Pharaoh: A New Era Review

The 90s and early 2000s saw the rise of Impressions Games thanks to their various city-builders like Caeser and Zeus. But the most famous of them came in 1999 when they launched Pharaoh, a city builder set in Egypt where you had to build expansive cities and construct vast monuments because what every desert needs is a big triangle. The game often makes it onto lists of the best city builders and many have tried to replicate it. Now, developer Triskell and publisher Dotemu are here with a remake that aims to bring the charm and fun of Pharaoh to a new generation. Let’s go and raid the tomb, shall we?

There’s also some competition that Pharaoh: A New Era has to deal with, like a Pharaoh finding a stranger sitting on their throne. While I didn’t think much of Nebuchadnezzar when it launched, the Steam reviews tell a tale of a developer that has worked long and hard to improve the game, introducing loads of new features and ironing a lot of the issues I had with the game. So now we get to see the old Mummy return with fresh bandages and duke it out against its own descendent. Cool.

* **DATA SUPPLIED**
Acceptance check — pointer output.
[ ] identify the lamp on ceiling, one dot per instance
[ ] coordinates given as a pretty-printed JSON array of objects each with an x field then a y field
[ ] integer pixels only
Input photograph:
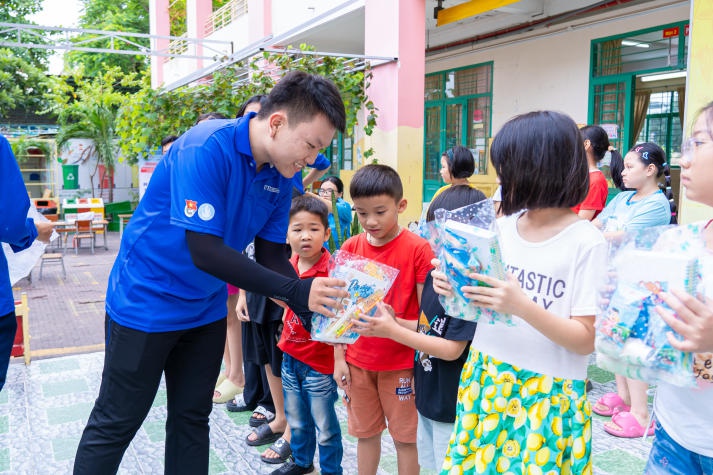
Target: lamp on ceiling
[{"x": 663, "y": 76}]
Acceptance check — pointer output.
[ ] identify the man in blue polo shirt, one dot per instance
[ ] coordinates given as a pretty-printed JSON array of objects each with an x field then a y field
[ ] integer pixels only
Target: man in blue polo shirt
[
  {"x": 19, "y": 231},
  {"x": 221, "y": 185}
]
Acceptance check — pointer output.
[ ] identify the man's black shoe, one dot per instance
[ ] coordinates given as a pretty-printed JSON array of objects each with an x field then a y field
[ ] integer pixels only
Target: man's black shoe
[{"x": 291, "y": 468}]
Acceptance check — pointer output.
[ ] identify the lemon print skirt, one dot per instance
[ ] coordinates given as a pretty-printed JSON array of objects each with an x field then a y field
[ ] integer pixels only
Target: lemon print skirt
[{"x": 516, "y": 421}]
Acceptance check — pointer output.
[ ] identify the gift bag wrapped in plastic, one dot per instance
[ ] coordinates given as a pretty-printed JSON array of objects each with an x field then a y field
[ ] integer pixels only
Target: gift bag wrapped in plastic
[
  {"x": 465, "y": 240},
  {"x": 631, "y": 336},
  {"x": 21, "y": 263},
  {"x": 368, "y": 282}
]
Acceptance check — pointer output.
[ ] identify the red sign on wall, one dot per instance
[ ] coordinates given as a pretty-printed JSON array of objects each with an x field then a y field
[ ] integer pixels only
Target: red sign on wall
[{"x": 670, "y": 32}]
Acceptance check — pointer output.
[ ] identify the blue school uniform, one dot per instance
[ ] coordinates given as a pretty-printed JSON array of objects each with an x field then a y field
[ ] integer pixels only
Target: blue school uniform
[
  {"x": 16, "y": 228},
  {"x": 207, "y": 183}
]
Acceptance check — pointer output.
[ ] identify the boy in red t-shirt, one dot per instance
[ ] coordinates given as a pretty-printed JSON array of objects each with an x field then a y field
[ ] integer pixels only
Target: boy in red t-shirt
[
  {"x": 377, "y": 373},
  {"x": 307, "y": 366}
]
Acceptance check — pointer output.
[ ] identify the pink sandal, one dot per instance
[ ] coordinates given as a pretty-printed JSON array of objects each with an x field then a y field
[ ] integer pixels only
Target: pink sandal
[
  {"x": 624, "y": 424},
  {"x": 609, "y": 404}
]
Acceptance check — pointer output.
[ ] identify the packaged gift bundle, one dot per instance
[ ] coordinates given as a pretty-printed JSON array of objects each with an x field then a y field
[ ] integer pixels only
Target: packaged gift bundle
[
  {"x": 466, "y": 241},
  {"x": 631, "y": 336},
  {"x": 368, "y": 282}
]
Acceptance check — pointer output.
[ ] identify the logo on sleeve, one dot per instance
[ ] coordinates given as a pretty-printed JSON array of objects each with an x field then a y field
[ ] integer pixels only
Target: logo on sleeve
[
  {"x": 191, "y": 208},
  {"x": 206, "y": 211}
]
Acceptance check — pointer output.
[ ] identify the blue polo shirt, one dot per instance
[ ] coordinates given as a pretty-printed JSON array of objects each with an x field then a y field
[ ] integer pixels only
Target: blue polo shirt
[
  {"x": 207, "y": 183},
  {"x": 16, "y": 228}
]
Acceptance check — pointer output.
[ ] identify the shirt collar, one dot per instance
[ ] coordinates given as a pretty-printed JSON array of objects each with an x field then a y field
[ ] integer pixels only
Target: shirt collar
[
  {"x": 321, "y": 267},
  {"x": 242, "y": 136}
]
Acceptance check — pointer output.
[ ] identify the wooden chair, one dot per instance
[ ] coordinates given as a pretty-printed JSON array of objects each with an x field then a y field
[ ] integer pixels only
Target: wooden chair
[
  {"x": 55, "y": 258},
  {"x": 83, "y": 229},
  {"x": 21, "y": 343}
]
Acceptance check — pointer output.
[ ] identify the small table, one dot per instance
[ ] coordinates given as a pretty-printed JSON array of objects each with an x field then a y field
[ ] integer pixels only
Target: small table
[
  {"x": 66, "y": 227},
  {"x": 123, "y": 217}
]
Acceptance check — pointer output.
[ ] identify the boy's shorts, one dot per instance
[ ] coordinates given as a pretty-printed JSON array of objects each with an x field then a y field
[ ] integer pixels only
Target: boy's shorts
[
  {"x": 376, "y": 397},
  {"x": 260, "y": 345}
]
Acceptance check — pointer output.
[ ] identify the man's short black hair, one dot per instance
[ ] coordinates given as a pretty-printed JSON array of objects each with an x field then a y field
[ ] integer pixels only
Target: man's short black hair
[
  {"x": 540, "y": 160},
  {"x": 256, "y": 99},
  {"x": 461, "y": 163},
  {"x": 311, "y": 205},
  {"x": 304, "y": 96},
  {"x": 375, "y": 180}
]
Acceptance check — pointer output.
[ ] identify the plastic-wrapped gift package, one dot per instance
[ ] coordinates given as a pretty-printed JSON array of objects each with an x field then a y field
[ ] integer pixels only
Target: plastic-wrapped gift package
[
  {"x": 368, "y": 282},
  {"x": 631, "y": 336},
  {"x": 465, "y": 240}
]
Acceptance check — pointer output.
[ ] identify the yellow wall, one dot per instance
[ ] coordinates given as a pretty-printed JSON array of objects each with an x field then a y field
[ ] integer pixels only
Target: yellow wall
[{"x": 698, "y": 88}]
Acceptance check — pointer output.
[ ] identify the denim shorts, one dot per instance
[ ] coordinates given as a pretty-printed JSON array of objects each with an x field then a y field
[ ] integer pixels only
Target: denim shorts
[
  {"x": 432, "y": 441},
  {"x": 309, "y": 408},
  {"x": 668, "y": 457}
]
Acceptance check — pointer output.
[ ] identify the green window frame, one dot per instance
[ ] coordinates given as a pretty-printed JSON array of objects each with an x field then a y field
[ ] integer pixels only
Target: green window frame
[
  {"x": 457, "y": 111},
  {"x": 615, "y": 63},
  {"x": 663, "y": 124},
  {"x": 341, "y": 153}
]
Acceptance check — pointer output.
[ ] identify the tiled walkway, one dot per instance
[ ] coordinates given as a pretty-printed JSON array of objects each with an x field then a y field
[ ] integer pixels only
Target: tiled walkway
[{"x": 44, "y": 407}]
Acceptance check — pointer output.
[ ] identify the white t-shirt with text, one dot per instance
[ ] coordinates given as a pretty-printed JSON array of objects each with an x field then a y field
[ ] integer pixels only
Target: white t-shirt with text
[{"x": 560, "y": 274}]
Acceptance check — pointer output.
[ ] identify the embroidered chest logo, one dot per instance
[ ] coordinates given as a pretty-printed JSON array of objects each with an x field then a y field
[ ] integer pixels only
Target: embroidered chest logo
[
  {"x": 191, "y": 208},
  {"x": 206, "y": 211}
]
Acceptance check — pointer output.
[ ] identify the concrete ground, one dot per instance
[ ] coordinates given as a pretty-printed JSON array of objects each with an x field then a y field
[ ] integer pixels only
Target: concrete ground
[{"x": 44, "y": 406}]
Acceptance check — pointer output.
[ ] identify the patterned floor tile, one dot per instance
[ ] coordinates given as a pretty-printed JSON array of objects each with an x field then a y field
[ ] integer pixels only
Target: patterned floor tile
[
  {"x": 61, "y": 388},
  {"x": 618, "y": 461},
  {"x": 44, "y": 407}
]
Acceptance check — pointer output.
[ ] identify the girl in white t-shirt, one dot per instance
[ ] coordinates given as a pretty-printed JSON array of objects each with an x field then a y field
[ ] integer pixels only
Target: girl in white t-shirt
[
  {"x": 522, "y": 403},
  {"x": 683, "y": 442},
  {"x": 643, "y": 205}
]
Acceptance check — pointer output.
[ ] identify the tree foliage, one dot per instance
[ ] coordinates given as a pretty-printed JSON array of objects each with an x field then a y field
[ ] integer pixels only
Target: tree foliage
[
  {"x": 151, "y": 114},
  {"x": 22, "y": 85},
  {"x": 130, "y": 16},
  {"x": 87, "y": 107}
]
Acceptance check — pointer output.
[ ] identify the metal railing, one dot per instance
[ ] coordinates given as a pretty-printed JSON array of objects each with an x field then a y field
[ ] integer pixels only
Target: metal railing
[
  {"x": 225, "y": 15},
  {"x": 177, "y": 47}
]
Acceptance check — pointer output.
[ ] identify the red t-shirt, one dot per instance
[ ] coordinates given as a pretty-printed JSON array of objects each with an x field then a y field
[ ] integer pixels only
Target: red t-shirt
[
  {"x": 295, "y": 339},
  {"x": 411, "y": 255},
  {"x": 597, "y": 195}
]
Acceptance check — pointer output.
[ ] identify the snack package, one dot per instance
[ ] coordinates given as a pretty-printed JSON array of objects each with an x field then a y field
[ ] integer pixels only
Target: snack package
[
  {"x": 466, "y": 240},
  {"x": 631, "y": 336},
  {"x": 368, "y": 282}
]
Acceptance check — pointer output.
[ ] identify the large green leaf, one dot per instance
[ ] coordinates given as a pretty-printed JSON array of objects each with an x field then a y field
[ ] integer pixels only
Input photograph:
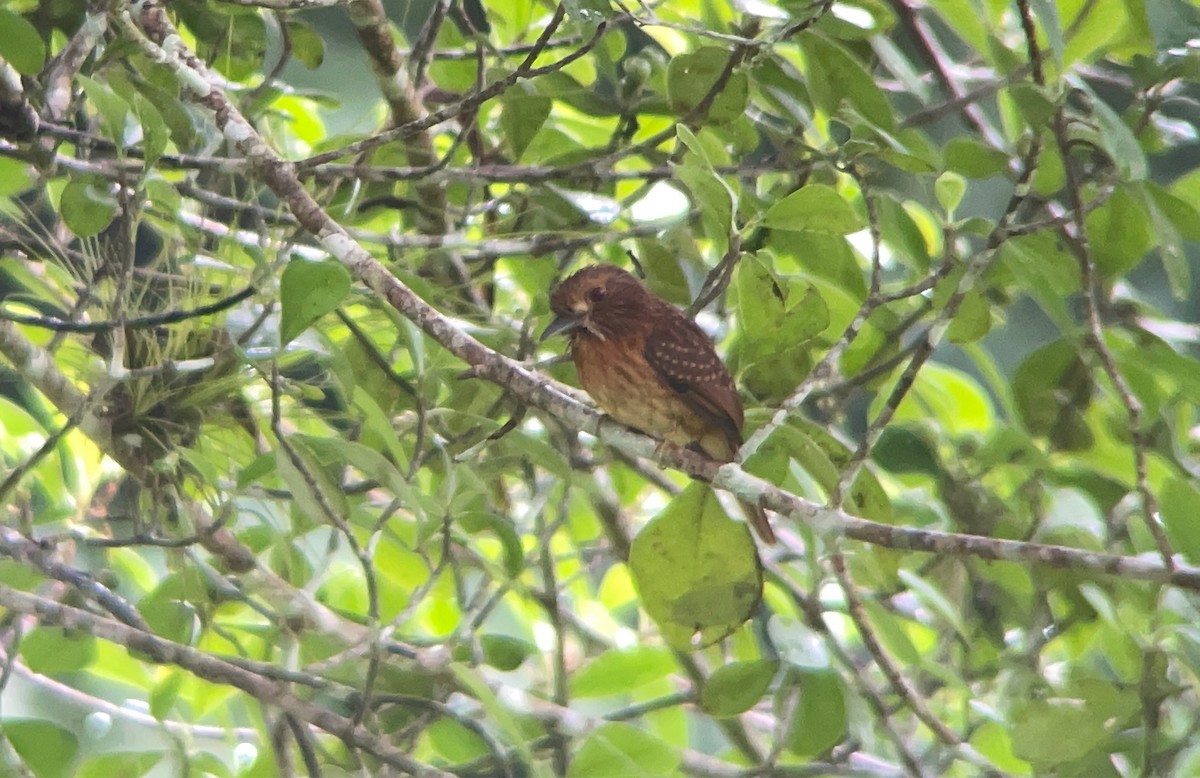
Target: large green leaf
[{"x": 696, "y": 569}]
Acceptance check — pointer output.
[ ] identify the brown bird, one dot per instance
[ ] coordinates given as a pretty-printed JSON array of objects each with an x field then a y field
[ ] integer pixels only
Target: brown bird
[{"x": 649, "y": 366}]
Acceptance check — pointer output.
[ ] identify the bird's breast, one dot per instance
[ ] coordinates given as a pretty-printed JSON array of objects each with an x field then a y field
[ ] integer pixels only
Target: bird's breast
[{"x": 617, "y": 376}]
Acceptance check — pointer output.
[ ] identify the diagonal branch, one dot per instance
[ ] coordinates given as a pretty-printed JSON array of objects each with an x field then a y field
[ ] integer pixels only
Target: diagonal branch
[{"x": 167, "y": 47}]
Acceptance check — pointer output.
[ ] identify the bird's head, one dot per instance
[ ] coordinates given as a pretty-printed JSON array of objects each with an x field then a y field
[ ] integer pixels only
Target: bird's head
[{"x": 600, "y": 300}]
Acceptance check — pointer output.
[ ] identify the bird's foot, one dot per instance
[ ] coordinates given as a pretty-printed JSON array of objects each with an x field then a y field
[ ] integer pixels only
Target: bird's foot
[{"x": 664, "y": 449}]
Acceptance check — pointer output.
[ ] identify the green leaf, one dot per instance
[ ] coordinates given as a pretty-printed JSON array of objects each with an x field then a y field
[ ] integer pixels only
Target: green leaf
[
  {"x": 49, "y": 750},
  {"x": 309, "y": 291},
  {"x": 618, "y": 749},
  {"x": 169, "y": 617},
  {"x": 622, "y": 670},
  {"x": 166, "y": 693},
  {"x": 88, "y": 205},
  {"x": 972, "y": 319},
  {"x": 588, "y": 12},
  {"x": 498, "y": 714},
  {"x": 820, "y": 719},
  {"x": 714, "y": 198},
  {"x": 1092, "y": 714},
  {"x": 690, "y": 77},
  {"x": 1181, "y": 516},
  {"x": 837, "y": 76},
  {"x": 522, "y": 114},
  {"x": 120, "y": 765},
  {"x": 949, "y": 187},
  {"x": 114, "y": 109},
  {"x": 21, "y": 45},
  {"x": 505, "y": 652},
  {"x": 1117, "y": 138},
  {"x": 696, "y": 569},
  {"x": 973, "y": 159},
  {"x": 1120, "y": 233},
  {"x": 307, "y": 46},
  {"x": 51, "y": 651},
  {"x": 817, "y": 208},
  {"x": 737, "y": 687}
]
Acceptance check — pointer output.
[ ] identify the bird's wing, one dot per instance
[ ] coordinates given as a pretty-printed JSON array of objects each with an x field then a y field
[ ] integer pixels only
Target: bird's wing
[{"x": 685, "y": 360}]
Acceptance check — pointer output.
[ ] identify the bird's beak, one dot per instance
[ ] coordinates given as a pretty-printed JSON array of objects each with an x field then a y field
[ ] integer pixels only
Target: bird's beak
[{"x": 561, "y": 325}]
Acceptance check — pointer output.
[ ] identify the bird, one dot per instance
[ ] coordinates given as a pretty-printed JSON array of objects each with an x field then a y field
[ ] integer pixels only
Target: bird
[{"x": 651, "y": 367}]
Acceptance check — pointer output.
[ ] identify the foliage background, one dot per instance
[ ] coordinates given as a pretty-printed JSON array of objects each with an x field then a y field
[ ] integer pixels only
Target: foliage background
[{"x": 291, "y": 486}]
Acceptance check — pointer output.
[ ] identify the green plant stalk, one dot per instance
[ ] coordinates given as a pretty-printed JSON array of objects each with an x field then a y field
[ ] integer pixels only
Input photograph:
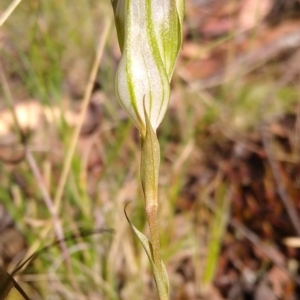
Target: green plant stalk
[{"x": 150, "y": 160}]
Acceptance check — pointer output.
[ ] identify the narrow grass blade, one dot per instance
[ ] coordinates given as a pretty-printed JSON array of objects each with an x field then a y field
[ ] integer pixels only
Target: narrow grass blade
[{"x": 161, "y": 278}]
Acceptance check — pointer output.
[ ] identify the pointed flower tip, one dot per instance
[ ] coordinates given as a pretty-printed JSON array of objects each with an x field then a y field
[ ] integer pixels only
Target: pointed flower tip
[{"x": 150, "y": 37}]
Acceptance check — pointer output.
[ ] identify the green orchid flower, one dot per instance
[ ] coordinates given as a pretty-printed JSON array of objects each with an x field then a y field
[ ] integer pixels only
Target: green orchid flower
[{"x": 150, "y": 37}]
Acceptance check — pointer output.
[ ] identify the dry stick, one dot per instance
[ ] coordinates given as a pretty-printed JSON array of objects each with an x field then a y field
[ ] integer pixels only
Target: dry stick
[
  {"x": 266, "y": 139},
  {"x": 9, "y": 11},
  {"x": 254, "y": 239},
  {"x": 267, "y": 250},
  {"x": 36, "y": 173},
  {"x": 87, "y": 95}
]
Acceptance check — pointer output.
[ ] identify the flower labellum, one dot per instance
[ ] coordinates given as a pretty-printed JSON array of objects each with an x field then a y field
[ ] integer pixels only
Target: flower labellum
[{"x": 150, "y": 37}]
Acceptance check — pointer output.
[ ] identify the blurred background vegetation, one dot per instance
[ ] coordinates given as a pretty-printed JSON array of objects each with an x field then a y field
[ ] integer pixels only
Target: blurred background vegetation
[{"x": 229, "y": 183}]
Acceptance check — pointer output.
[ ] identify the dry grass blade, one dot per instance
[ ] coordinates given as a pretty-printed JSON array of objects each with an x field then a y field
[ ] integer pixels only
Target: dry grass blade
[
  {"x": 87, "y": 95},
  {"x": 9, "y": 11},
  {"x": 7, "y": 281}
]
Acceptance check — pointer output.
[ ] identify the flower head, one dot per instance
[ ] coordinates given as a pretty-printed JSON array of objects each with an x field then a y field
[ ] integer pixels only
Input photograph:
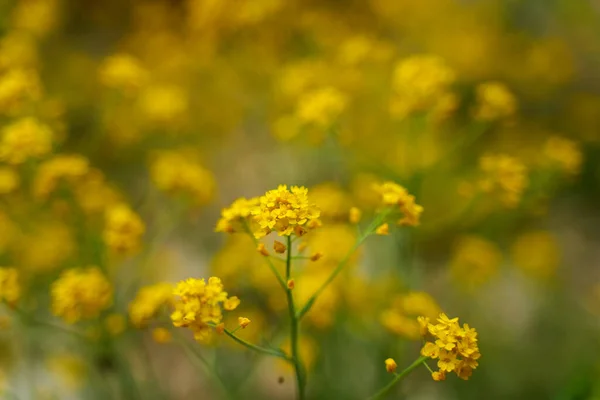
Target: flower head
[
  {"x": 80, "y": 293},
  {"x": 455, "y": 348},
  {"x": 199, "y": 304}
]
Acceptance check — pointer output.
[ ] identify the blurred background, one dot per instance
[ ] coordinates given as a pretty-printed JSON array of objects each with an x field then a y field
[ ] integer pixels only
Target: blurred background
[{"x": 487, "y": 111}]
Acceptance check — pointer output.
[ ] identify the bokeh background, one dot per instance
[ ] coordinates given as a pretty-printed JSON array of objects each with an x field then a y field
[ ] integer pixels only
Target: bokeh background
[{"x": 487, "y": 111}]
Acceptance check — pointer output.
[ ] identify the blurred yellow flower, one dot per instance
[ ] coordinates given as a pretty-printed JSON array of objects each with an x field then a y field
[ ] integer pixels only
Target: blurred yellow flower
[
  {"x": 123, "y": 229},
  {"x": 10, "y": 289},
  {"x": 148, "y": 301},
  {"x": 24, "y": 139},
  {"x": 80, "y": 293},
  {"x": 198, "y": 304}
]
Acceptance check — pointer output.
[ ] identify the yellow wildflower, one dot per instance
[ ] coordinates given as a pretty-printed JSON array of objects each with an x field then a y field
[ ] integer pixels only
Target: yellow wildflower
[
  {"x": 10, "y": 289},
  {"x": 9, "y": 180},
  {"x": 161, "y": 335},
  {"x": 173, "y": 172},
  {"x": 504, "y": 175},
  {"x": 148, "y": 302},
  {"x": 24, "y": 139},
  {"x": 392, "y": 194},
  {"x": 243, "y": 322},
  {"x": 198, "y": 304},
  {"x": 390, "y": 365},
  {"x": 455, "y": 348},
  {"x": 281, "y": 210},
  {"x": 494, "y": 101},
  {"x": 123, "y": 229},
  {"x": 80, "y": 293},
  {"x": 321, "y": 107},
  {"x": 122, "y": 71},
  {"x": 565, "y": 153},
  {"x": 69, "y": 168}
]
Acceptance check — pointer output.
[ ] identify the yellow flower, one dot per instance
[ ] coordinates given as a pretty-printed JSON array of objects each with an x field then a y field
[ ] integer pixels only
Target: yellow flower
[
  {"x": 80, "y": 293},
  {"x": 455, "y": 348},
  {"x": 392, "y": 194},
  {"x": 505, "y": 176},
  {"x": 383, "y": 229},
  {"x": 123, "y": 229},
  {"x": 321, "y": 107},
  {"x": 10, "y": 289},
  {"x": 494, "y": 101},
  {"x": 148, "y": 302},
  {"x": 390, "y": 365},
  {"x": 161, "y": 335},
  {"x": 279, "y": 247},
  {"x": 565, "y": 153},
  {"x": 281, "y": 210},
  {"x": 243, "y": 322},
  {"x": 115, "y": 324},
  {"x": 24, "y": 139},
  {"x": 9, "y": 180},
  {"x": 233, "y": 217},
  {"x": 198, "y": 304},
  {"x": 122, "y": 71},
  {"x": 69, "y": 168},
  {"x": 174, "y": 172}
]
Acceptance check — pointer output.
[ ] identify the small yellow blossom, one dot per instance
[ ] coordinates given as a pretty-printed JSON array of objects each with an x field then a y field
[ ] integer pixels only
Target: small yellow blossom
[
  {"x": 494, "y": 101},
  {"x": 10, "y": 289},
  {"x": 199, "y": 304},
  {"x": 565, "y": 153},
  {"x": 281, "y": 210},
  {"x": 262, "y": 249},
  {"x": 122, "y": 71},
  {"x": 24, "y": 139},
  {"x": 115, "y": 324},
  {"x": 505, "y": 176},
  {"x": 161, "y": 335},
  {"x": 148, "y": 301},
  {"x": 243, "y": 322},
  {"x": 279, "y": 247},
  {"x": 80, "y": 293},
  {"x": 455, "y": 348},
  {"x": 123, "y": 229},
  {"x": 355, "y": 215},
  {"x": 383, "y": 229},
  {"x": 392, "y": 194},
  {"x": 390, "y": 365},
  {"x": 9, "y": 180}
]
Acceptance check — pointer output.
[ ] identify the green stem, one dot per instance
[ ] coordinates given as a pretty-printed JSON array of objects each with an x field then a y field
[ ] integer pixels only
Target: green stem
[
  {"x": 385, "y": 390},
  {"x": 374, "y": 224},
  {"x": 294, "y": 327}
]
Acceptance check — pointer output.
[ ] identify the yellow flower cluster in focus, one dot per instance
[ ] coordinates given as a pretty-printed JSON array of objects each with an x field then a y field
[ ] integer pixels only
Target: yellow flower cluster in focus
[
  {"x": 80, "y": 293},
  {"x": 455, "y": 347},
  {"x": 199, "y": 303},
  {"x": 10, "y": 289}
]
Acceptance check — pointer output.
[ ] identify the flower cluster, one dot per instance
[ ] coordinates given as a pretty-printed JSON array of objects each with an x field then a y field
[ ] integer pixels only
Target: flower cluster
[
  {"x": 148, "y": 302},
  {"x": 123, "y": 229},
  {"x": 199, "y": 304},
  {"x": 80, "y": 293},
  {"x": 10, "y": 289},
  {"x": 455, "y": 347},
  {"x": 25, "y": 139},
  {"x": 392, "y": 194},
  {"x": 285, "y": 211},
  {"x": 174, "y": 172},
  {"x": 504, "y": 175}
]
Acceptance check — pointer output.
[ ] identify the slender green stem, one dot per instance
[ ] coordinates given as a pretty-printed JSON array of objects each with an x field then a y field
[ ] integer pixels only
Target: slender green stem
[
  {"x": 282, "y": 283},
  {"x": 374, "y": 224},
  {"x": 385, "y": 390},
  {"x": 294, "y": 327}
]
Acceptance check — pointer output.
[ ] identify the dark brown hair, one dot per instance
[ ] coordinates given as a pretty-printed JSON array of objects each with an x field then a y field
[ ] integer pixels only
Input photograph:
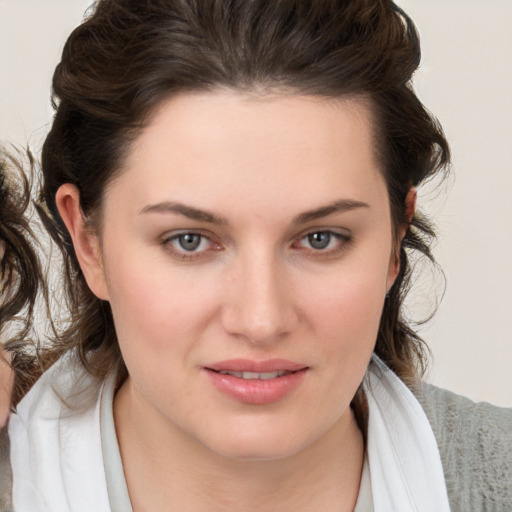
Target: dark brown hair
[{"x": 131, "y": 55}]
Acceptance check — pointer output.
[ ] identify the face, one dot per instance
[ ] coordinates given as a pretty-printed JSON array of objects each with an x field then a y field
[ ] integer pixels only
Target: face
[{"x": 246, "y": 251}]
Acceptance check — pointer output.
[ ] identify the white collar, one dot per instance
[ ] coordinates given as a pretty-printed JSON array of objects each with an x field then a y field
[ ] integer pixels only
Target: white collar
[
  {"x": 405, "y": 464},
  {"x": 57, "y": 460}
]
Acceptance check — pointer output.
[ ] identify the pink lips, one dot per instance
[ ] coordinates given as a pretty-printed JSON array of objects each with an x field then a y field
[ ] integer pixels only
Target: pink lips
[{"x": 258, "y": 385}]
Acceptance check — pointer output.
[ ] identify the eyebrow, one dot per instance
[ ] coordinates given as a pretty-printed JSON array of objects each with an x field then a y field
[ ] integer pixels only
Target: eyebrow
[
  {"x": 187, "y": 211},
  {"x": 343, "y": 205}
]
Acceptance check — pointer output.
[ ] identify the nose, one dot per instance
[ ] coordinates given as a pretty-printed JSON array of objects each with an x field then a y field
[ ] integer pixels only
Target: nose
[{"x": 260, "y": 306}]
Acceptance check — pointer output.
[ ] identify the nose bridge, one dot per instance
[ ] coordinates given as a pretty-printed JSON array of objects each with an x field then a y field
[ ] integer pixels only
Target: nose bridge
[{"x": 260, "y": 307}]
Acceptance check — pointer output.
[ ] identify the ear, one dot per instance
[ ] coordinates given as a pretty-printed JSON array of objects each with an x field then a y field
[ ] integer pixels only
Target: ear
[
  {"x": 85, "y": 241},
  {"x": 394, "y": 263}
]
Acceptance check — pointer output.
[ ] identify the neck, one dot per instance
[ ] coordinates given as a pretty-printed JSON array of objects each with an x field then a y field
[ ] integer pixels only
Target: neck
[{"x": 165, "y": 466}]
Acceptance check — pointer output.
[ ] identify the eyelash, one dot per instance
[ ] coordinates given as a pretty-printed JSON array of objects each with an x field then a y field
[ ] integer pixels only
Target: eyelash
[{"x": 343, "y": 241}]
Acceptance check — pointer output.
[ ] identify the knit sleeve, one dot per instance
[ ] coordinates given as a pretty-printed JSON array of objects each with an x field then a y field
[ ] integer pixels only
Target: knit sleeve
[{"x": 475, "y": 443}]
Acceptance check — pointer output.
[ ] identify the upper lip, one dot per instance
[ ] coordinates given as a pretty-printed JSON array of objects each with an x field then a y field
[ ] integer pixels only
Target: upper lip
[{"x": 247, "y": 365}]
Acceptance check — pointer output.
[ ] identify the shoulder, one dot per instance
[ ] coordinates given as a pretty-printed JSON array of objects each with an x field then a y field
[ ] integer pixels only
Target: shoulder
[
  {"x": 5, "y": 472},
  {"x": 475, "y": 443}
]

* **GIVEN INSTRUCTION**
In the Pharaoh: A New Era review, which developer and which publisher are behind the remake?

* **WRITTEN SOLUTION**
Developer Triskell and publisher Dotemu.